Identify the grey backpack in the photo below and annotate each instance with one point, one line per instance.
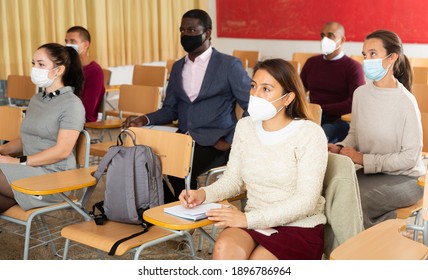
(133, 182)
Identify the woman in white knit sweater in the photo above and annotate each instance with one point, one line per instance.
(385, 135)
(279, 158)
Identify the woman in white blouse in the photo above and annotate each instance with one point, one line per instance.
(279, 158)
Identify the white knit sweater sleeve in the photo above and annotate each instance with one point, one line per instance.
(305, 206)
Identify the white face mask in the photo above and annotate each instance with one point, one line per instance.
(40, 77)
(262, 110)
(74, 46)
(328, 46)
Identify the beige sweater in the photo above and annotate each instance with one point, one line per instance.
(386, 127)
(283, 181)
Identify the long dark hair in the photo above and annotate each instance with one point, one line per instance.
(392, 43)
(67, 56)
(285, 74)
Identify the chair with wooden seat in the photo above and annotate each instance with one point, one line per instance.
(19, 216)
(133, 100)
(176, 154)
(20, 87)
(251, 56)
(302, 57)
(387, 240)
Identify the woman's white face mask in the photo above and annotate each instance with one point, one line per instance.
(262, 110)
(40, 77)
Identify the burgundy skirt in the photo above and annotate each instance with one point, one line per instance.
(293, 243)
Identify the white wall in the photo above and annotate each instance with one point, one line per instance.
(285, 48)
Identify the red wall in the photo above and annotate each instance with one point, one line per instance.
(303, 19)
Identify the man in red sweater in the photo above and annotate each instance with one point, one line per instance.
(93, 89)
(331, 79)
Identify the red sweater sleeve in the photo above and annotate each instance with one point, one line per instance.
(93, 90)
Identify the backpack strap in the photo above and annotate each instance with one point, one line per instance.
(105, 161)
(117, 243)
(99, 219)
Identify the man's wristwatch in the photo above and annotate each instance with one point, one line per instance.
(23, 160)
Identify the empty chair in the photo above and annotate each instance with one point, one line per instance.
(20, 87)
(11, 118)
(420, 91)
(133, 100)
(302, 57)
(315, 111)
(146, 75)
(19, 216)
(296, 65)
(420, 75)
(252, 57)
(386, 241)
(137, 100)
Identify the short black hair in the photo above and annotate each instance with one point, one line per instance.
(83, 32)
(203, 16)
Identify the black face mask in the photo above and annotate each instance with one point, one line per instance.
(191, 43)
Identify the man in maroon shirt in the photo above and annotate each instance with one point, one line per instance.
(331, 79)
(93, 89)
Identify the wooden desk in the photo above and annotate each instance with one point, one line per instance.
(158, 217)
(346, 117)
(106, 124)
(58, 183)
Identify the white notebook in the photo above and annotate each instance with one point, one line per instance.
(194, 214)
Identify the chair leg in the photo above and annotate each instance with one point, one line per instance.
(417, 222)
(213, 234)
(189, 238)
(66, 245)
(49, 238)
(425, 232)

+-------+

▸ AIM
Print all of the material above line for line, without changing any words, and leave the picture out.

▸ PROBLEM SOLUTION
Identify the grey backpack in the photo below and annotate each instance with one point, one line per instance.
(133, 182)
Identify the woman in white knit sweater in the photo above and annotate each instance with one point, one line per instance.
(385, 135)
(279, 158)
Identify the woman in white blouse in the photo above and annotate each instance with one point, one line per instance.
(279, 158)
Identify the white knit sweater sleeve in the photo above and annotate each instance with one point, one line per instance.
(305, 206)
Identify the white face mask in the photo above and annotate each instance with one point, one line per instance.
(40, 77)
(262, 110)
(74, 46)
(328, 46)
Identify the beige sweater in the photo above and annotate each instance with one point, one line per instance.
(386, 127)
(283, 181)
Identify the long dark hair in the photo above and annotate each instance with one point, one line per instance.
(392, 43)
(67, 56)
(285, 74)
Identify the chair with wooden seat in the photo above and annotate each instance with one point, one line per instance.
(19, 216)
(133, 100)
(176, 154)
(20, 87)
(251, 56)
(302, 57)
(387, 240)
Identify the woman's white face mask in the photo above and annotate each instance with one point, one line per instance.
(262, 110)
(40, 77)
Identify the burgundy skirt in the photo above and annotate each instance with one point, one line per instance.
(293, 243)
Identify the white wall in the photo above and annotate each instance with one point, one line per instance.
(285, 48)
Identify the red wall in the photo above and annotate each instance with one point, one line per instance.
(303, 19)
Identify the man in red sweater in the photo above and annotate each instance with one point, one line per instance.
(93, 89)
(331, 79)
Identify the red sweater sleeve in the photo above and annotate each instance with one point, one line per instance.
(93, 90)
Identify the backpack strap in the photo above and annotate each instance with one point, one line per instance.
(105, 161)
(117, 243)
(99, 219)
Identify the man's wristwatch in the photo above and annotate each instance with one point, one line per instance.
(23, 160)
Identify the empty chair in the photo above and annotate each instance with one point, one line per instance.
(20, 87)
(11, 118)
(420, 91)
(133, 100)
(302, 57)
(315, 111)
(146, 75)
(19, 216)
(296, 65)
(420, 75)
(252, 57)
(386, 241)
(137, 100)
Identify the short black hair in the photo above and annotate each instance with one point, one line per instance.
(83, 32)
(203, 16)
Identify the black face mask in the photo above and annotate each instance with one point, one line per instance.
(191, 43)
Identify the man in maroon shirt in the photo above and annotate each instance with one point, one line per instance.
(331, 79)
(93, 89)
Identify the wooden desk in the photo above and annotate each instance with one point, one line per instance.
(158, 217)
(346, 117)
(106, 124)
(58, 183)
Identify the white notebook in the photo above and annotate each instance with one point, one line per instance.
(194, 214)
Identify the chair leg in the photo above and annotate each instance with one point, one line per instance.
(417, 222)
(213, 234)
(189, 238)
(66, 245)
(49, 238)
(425, 232)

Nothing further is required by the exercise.